* DOCUMENT SECTION *
Here’s the problem, though. This thing that I am afraid of is part of regular life. It is also not one of those globally accepted triggering things such as violence, gore, rape, fireworks, car accidents, et cetera. This trigger of mine is not socially acceptable as a trigger. Even though the fear of throwing up is more common than you’d think (Google it), it feels like a shameful secret that I get to enjoy all by myself. There is no one out there advocating for me and my fear even though it is very real and can easily send me into a tailspin at any given moment.
I just finished watching Breaking Bad for the first time. The show is about the cooking and selling of meth and the violence surrounding drug dealing, manufacturing, and cartels. (Actually, the show is about the people involved in such things, but you get what I mean.) Every episode begins with a little line in the top left hand corner warning the viewer of things that might be troubling: violence, gore, substance abuse. Even smoking gets a mention in the warning. There is no mention, though, of the fact that the main character receives a diagnosis of cancer and goes through chemotherapy treatment which leads to, you guessed it, lots of barfing. I’m not talking a little bit, I’m not talking just the sounds, I’m talking full on shots of barfing. It is disgusting.
I spent much of the time watching this show ready to throw my arm across my eyes so I wouldn’t have to see the disgustingness in action. Ten or fifteen years ago I would have needed to plug my ears too, but as a seasoned emetophobe I have grown used to the fake sounds of tv barfing. I recognize it for what it is and dismiss it as fake. But I still don’t want to see it. And if caught on the wrong day with my anxiety higher than usual, the sight of fake tv barf can still send me over the edge.

* RECORD EXTRACTS *
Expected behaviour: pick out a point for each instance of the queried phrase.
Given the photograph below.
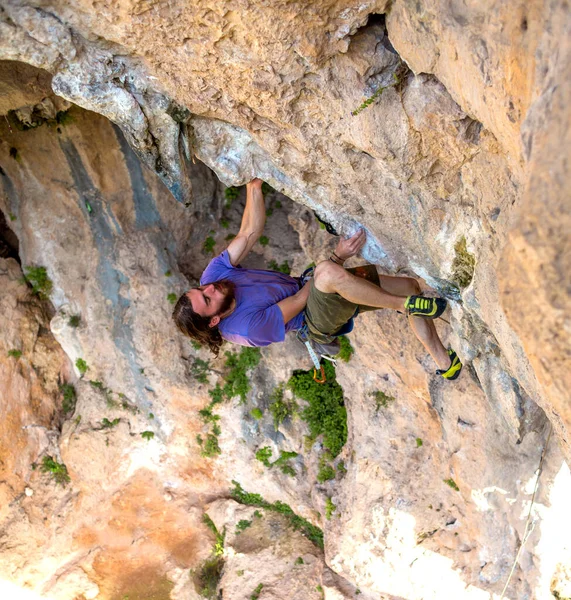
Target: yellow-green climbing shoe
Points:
(429, 308)
(454, 369)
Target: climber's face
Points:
(212, 300)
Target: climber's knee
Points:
(328, 275)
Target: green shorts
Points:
(326, 314)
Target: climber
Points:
(254, 307)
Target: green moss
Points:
(231, 193)
(329, 508)
(242, 525)
(263, 455)
(256, 413)
(463, 264)
(210, 448)
(346, 351)
(281, 408)
(313, 533)
(326, 472)
(69, 398)
(200, 369)
(451, 483)
(81, 366)
(382, 400)
(74, 321)
(237, 381)
(58, 471)
(325, 414)
(38, 278)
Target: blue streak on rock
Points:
(147, 215)
(110, 279)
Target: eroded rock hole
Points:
(9, 245)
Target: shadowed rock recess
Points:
(133, 466)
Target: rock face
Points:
(458, 171)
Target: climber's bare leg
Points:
(332, 278)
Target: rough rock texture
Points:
(470, 144)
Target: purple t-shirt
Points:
(257, 319)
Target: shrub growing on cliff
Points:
(58, 471)
(326, 413)
(69, 398)
(38, 278)
(310, 531)
(463, 265)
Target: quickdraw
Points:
(303, 335)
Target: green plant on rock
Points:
(200, 369)
(313, 533)
(382, 400)
(463, 264)
(69, 398)
(326, 413)
(281, 408)
(242, 525)
(231, 193)
(81, 366)
(329, 508)
(207, 577)
(210, 447)
(58, 471)
(346, 350)
(38, 278)
(451, 483)
(256, 413)
(74, 321)
(263, 455)
(237, 382)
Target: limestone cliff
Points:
(457, 169)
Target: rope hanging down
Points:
(528, 528)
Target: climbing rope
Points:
(528, 529)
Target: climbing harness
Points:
(303, 335)
(528, 530)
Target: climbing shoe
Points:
(429, 308)
(454, 369)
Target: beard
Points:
(227, 288)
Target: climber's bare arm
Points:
(253, 221)
(293, 305)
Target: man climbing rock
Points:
(255, 307)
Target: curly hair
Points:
(196, 327)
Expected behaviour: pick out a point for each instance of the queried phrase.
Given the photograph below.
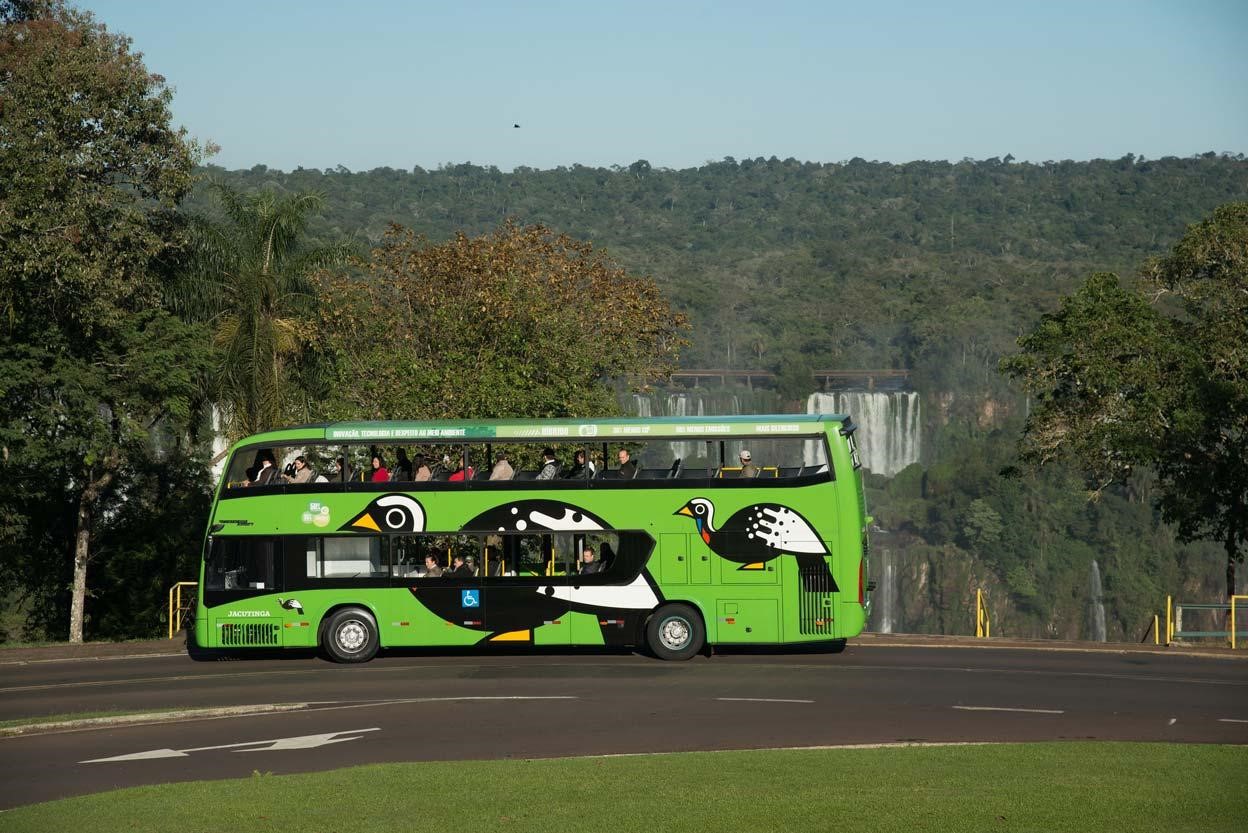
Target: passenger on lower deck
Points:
(502, 468)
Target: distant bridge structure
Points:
(826, 379)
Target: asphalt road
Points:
(427, 707)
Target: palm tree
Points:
(248, 276)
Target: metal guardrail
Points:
(1174, 620)
(179, 608)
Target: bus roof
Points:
(590, 430)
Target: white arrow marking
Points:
(302, 742)
(999, 708)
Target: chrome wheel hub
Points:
(352, 636)
(674, 633)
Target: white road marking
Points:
(277, 744)
(1000, 708)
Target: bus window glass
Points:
(242, 563)
(355, 557)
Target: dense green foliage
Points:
(97, 384)
(1120, 384)
(517, 322)
(247, 275)
(1052, 787)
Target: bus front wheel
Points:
(350, 636)
(675, 632)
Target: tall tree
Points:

* WHAT YOU ARE ASKED TO DO *
Copy the stretch of the text on the fear of throwing up from "Here’s the problem, though." through "any given moment.", substituting "dread" for "fear".

* RESULT FOR THIS TASK *
Here’s the problem, though. This thing that I am afraid of is part of regular life. It is also not one of those globally accepted triggering things such as violence, gore, rape, fireworks, car accidents, et cetera. This trigger of mine is not socially acceptable as a trigger. Even though the dread of throwing up is more common than you’d think (Google it), it feels like a shameful secret that I get to enjoy all by myself. There is no one out there advocating for me and my dread even though it is very real and can easily send me into a tailspin at any given moment.